Aufgabe 1 ▸
Formatiere aus den Zeilen des Datensatzauszugs unten nur den Abschnitt von der Zeile mit „Each instance receives one point. Annotate the blue jeans“ bis einschließlich der Zeile mit „[[319, 276]]“ als zweispaltige CSV mit den Spalten „anweisung“ und „antwort“. Jeder Text kommt mit seiner Antwort in eine eigene CSV-Zeile, beide Felder in Anführungszeichen und mit Leerzeichen statt Zeilenumbrüchen.

Vorliegender Text ▸
◇ ◇ ◇ ◇ ◇
3. Warum benötigen Logistikprozesse weltweiten Informationsaustausch?
3.1. Zum Begriff der Logistik
Logistik bedeutet mehr als das Transportieren, Umschlagen und Lagern von Gütern. Oder wie es Manfred Hauber, Direktor der Nürnberger Niederlassung des Speditionsunternehmens Dachser salopp ausdrückt: "Nicht mehr der Lkw, sondern die Informatik ist zum wichtigsten Wettbewerbsvorteil geworden."[23]
Doch die Informationsübermittlung ist es nicht allein, die das Bild der Logistik geändert hat. Aus verschiedenen Arbeits- und Entwicklungslinien der Betriebswirtschafts- und Managementlehre entwickelt Klaus seine "dritte Bedeutung" der Logistik, die Logistik definiert als[24]:
„eine spezifische Sichtweise, die wirtschaftliche Phänomene und Zusammenhänge als Flüsse von Objekten durch Ketten und Netze von Aktivitäten und Prozessen interpretiert (bzw. als "Fließsysteme"), um diese nach Gesichtspunkten der Kostensenkung und der Wertsteigerung zu optimieren, sowie deren Anpassungsfähigkeit an Bedarfs- und Umfeldveränderungen zu verbessern.
Dabei werden Ansätze zur Optimierung insbesondere in flußorientierter Gestaltung der Prozeß- und Netzstrukturen, in der Erhöhung des zeitlichen, räumlichen und objektbezogenen Integrationsgrades der Fließsystemelemente, sowie der Anwendung bedarfsorientierter Steuerungs- und Regelungsverfahren gesucht."
Auf dieser Definition basierend, wird der gesamte Wertschöpfungsprozeß untersucht. Dabei wird insbesondere hervorgehoben, wie das Internet zur Optimierung der Fließsysteme beitragen kann.
3.2. Begriff der Logistikkette
Die Logistik wird als Bindeglied im Wertschöpfungsprozeß zwischen Zulieferant, Produzent, Vertrieb und Kunde gesehen[25]. Entsprechend gilt es, die gesamte Wertschöpfungskette eines Produkts zu untersuchen. Zum einen, wie deren Prozesse direkt durch das Internet unterstützt werden können und zum anderen, wie die Flüsse zwischen den Prozessen durch das Internet unterstützt werden können.
Da das Feld der Logistik und somit auch der dazugehörigen Prozesse sehr umfangreich ist, gilt es zu spezifizieren, was im Rahmen dieser Arbeit unter dem Begriff Logistikprozesse verstanden wird. Dabei wird den Überlegungen die Wertschöpfungskette von Porter zugrunde gelegt[26]. Die Logistikkette versucht, die einzelnen Aktivitäten der Wertschöpfungskette unter Berücksichtigung unterstützender Aktivitäten zu verknüpfen.
Da jedes Unternehmen eine andere Wertschöpfungskette hat, gibt es auch keine allgemeingültige Logistikkette. Für die Betrachtungen im Rahmen dieser Arbeit wird die Logistikkette der Siemens AG, wie in Abbildung 3.2. dargestellt, genutzt, da der Bearbeiter dort seit mehreren Monaten an der Realisierung des Intranet beteiligt ist.
Diese Darstellung wird als das "Logistische U" bezeichnet und ist mit dem Begriff Logistikkette gleichzusetzen.
◇ ◇ ◇ ◇ ◇
Datensatzauszug
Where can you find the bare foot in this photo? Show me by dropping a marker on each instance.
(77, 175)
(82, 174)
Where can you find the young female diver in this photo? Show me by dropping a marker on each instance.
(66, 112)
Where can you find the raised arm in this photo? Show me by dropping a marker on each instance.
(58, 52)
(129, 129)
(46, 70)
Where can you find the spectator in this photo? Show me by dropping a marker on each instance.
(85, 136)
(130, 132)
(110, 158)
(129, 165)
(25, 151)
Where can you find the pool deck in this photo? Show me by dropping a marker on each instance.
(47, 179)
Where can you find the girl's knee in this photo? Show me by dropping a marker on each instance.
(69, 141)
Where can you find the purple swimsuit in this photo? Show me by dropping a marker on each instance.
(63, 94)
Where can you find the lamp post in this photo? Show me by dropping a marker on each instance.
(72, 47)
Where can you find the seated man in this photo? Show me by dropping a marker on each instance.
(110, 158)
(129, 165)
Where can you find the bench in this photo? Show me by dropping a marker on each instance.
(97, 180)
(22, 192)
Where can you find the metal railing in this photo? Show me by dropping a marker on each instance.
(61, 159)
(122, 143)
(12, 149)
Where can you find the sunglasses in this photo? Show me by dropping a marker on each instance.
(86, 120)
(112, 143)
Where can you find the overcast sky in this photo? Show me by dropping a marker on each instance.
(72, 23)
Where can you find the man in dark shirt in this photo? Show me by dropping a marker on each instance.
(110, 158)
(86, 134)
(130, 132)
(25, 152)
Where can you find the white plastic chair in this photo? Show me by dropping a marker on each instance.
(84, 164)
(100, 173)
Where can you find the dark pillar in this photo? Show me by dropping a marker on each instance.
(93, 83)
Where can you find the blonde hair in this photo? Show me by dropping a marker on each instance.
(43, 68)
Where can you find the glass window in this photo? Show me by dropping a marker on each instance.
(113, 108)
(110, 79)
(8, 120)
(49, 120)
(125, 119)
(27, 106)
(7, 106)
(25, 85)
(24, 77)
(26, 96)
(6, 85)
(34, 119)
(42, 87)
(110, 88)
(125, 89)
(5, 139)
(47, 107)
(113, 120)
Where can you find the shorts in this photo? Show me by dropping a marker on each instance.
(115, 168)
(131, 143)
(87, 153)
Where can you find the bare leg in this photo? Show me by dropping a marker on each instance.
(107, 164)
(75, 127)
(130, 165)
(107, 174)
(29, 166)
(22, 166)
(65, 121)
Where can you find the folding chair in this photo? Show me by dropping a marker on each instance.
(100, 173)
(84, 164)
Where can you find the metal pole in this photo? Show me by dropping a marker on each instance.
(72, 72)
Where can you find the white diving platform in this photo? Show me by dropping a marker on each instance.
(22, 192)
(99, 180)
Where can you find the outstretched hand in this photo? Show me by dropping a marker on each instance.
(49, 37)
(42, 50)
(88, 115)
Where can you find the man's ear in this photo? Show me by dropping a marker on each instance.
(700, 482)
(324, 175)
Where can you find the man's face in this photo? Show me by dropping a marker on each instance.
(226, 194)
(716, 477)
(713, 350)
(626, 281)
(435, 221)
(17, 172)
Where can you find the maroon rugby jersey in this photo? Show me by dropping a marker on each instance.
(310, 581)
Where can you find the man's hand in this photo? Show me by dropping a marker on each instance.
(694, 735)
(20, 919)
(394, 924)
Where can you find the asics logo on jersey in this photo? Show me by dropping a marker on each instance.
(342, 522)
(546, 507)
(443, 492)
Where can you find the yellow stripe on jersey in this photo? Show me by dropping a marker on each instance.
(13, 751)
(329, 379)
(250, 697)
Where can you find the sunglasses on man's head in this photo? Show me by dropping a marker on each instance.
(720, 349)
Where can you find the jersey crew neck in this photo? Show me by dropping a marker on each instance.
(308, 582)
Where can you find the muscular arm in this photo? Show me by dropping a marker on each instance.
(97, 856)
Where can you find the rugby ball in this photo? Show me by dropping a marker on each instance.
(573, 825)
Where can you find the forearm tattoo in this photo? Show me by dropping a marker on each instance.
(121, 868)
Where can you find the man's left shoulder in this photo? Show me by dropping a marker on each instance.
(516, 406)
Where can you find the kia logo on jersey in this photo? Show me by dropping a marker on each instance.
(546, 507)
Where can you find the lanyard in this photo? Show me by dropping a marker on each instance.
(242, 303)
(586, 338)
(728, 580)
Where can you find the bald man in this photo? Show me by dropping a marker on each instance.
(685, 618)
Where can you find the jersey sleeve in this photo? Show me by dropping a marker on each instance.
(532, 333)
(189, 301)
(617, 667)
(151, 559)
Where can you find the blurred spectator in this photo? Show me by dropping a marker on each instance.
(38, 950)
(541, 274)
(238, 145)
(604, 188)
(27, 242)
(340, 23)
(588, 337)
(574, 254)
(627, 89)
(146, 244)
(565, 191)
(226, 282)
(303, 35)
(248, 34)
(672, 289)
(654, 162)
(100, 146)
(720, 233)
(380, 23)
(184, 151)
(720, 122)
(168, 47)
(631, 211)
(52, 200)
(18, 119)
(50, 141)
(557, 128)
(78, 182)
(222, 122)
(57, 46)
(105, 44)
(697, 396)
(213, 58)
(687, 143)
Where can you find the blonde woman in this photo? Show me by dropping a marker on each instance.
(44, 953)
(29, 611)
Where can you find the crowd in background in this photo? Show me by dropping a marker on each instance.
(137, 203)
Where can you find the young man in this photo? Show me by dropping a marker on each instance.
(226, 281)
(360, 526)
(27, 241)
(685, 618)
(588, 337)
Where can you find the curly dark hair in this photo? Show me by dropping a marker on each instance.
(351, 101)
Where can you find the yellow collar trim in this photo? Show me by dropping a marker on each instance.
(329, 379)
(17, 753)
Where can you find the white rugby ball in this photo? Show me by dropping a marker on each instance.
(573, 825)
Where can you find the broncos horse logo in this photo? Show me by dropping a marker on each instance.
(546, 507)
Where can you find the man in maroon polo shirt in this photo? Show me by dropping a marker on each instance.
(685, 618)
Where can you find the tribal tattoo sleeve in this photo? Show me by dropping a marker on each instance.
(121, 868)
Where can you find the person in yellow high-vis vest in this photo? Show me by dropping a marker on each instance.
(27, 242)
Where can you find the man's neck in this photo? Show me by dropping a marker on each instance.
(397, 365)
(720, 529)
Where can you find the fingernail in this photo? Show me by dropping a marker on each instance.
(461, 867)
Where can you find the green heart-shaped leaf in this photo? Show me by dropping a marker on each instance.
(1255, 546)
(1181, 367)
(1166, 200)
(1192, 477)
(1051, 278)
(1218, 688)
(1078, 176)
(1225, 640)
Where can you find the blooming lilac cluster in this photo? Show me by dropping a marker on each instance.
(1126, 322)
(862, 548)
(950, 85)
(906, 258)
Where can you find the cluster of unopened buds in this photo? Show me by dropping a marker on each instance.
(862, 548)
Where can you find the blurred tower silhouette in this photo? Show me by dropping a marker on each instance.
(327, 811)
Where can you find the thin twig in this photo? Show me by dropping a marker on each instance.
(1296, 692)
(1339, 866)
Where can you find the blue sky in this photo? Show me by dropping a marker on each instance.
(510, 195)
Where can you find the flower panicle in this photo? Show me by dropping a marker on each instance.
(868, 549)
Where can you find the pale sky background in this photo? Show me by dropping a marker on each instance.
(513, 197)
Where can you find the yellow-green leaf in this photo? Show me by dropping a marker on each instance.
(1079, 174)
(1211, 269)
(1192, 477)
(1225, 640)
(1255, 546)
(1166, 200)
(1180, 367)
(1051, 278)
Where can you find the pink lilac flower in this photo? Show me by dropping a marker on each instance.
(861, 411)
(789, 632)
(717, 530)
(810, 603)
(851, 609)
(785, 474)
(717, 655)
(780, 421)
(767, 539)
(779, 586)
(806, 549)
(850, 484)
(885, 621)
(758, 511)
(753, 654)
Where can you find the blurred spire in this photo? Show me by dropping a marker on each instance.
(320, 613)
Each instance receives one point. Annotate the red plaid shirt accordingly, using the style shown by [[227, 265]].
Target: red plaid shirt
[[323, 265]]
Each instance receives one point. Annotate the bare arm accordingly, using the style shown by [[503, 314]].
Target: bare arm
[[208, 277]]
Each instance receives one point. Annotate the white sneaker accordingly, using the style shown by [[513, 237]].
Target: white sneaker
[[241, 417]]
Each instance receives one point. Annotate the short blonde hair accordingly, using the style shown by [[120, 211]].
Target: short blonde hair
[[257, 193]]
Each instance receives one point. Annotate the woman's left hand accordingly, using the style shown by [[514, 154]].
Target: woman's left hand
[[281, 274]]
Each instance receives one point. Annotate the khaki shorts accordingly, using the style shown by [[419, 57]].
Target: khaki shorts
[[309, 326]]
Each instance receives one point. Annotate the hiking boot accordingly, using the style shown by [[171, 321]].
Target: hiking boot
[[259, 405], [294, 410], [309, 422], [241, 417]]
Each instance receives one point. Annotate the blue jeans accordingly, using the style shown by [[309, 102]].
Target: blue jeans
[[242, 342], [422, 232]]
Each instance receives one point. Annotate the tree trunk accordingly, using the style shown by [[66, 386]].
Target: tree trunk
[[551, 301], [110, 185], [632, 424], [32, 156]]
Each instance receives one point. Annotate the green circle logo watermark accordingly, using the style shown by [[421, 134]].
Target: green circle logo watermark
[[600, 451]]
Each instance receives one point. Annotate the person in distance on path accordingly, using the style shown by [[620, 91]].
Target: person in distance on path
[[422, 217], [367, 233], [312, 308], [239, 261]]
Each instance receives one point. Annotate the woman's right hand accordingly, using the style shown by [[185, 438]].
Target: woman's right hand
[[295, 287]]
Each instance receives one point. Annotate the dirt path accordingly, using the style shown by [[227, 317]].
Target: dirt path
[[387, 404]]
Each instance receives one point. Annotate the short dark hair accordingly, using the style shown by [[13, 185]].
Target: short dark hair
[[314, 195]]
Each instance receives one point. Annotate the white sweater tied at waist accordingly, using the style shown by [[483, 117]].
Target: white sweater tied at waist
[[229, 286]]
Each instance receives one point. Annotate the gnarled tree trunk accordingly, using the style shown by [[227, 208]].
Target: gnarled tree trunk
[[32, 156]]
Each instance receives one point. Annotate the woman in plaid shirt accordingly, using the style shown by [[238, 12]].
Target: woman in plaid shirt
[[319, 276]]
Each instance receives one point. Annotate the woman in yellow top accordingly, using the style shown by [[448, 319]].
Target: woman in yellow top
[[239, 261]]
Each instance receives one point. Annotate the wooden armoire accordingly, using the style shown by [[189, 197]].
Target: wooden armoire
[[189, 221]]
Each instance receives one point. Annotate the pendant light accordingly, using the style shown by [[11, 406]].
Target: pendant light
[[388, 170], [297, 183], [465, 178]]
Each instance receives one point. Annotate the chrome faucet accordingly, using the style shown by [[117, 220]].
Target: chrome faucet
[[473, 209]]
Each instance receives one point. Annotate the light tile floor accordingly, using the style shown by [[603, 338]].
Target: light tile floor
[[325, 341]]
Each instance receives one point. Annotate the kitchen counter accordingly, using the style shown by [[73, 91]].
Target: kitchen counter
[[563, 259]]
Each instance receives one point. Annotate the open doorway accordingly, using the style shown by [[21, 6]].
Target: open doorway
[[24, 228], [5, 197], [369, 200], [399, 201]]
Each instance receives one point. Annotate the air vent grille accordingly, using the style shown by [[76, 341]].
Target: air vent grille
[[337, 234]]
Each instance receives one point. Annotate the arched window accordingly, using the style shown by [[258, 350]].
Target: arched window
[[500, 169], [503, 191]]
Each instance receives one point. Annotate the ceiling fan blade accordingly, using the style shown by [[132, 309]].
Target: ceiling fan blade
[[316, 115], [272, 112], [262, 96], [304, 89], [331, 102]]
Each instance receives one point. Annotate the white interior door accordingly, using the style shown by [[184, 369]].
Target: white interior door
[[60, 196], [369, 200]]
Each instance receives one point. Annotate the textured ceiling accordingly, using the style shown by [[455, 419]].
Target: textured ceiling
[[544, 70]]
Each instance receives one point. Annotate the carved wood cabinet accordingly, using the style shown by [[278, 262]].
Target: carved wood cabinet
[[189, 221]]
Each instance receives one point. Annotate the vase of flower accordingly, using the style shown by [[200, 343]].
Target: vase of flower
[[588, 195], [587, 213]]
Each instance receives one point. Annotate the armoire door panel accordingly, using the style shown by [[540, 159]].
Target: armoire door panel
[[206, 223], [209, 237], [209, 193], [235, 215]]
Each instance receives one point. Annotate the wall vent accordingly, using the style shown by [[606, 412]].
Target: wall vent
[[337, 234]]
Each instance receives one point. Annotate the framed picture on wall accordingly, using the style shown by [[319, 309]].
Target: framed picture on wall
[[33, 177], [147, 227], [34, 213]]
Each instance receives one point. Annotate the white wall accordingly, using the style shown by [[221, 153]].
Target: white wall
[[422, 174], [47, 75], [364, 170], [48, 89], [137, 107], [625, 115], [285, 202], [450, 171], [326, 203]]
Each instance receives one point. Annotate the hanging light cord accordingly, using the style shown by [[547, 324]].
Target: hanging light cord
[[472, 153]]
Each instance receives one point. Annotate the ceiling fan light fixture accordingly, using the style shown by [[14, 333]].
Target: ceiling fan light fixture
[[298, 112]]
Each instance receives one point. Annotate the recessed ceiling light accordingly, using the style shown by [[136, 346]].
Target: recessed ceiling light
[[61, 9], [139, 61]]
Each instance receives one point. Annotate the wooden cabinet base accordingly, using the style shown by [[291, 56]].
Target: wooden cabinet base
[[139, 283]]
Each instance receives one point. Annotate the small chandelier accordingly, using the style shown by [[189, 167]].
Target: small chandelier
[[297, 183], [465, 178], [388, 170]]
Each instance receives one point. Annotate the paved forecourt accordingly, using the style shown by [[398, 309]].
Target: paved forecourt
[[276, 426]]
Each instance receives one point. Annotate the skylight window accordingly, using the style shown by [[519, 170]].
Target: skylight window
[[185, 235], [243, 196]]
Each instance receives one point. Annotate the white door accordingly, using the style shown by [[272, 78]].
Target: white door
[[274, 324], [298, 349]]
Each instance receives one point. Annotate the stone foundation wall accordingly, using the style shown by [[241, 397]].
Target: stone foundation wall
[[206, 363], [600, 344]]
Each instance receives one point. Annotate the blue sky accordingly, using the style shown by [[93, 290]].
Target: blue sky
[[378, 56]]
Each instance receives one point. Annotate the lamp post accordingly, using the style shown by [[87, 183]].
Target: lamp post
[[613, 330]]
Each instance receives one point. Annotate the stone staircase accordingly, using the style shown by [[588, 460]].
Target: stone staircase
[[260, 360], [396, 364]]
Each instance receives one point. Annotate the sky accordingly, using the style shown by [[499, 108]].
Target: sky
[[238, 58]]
◇ ◇ ◇ ◇ ◇
Aufgabe 2 ▸
Kannst du den Text oben über Logistik und Logistikkette dort weiterführen, wo er endet?

Antwort 1 ▸
anweisung,antwort
"Each instance receives one point. Annotate the blue jeans accordingly, using the style shown by [[309, 102]]. Target: blue jeans","[[242, 342], [422, 232]]"
"Each instance receives one point. Annotate the tree trunk accordingly, using the style shown by [[66, 386]]. Target: tree trunk","[[551, 301], [110, 185], [632, 424], [32, 156]]"
"Each instance receives one point. Annotate the green circle logo watermark accordingly, using the style shown by [[421, 134]]. Target: green circle logo watermark","[[600, 451]]"
"Each instance receives one point. Annotate the person in distance on path accordingly, using the style shown by [[620, 91]]. Target: person in distance on path","[[422, 217], [367, 233], [312, 308], [239, 261]]"
"Each instance receives one point. Annotate the woman's right hand accordingly, using the style shown by [[185, 438]]. Target: woman's right hand","[[295, 287]]"
"Each instance receives one point. Annotate the dirt path accordingly, using the style shown by [[227, 317]]. Target: dirt path","[[387, 404]]"
"Each instance receives one point. Annotate the short dark hair accordingly, using the style shown by [[13, 185]]. Target: short dark hair","[[314, 195]]"
"Each instance receives one point. Annotate the white sweater tied at waist accordingly, using the style shown by [[483, 117]]. Target: white sweater tied at waist","[[229, 286]]"
"Each instance receives one point. Annotate the gnarled tree trunk accordingly, using the style shown by [[227, 208]]. Target: gnarled tree trunk","[[32, 156]]"
"Each instance receives one point. Annotate the woman in plaid shirt accordingly, using the style shown by [[238, 12]]. Target: woman in plaid shirt","[[319, 276]]"

Antwort 2 ▸
Abbildung 3.1.: Das "Logistische U" der Firma Siemens[27]
Der Vorteil des Prinzips der Wertschöpfungskette für diese Untersuchung ist deren Gliederung des Unternehmens in verschiedene unternehmerische Tätigkeiten. Für jede Tätigkeit können die Einsatzmöglichkeiten des Internet einzeln geprüft werden. Läßt sich mit Hilfe des Internet eine kostengünstigere Abwicklung der Wertaktivität und/oder bessere betriebliche Leistung erreichen, so erlangt das Unternehmen eine verbesserte Wettbewerbsstellung.
Sämtliche Prozesse der Logistikkette können innerhalb eines Unternehmens oder Konzerns ausgeführt werden. Sie können jedoch auch in mehreren, rechtlich unabhängigen Unternehmen ausgeführt werden (vertikale Integration). Auch eine horizontale Integration ist möglich, bei der ein Prozeß gleichzeitig von mehreren Unternehmen ausgeführt wird.
Gerade der erwähnte Trend des Outsourcing bewirkt, daß immer mehr rechtlich eigenständige Unternehmen am Wertschöpfungsprozeß eines Produkts beteiligt sind.
Dem steht entgegen, daß ein konstituierendes Merkmal der Logistik die prozeßorientiert sehr enge Vernetzung aller Funktionen ist. Der Umfang, in welchem die Integration ermöglicht werden kann, bestimmt ganz wesentlich in welcher Qualität die logistischen Ziele erreicht werden[28].
Eine Integration der Funktionen führt demnach zu einer Qualitätsverbesserung. Ob dies durch das Internet möglich ist, wird in Kapitel 4 aufgezeigt.
3.3. Heutige logistische Rahmenbedingungen
Früher konnte der Informationsfluß eines Unternehmens durch firmeninterne Datennetze befriedigt werden, da viele Unternehmen einen Großteil oder alle Aufgaben der Logistik selbst ausführten. Es gab relativ wenig Schnittstellen zu Partnerunternehmen. Diese konnten durch Informationsübertragung im konventionellen Sinne (Telefon, Schriftverkehr, etc.) überwunden werden.
Da aber im heutigen Wettbewerb die schnelle Befriedigung der Kundenbedürfnisse als wichtiger Faktor gilt, kann diese "langsame" Art der Datenübertragung nicht mehr als aktuell gelten. Denn viele Informationen, die per Telefon oder Telefax ausgetauscht werden, müssen anschließend für die Weiterverarbeitung im empfangenden Unternehmen entweder schriftlich oder elektronisch erfaßt werden. Hierbei kann es neben dem Zeitverlust auch zu Fehlern durch die Mehrfacherfassung kommen, welche zu weiteren Zeiteinbußen und Kosten führen.
Es ist daher notwendig, die intraorganisatorischen Logistiksysteme einzelner Unternehmen miteinander zu verknüpfen, um einen reibungsloseren Ablauf der Prozesse zu ermöglichen.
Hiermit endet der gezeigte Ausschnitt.